WHAT YOU SHOULD DO:
Look for the line containing "Target: wooden bench slat" in the records below. Then output it and all the lines that follow, exactly and without any others.

Records contained in a dataset:
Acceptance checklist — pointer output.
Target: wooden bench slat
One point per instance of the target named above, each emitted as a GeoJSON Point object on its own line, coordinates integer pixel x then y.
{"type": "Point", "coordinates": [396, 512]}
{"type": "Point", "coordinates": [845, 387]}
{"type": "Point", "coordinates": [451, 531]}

FINAL ANSWER:
Target: wooden bench slat
One point per instance of the target named above, each emitted as a GeoJSON Point object on its own line, coordinates integer pixel x then y.
{"type": "Point", "coordinates": [396, 512]}
{"type": "Point", "coordinates": [845, 387]}
{"type": "Point", "coordinates": [451, 531]}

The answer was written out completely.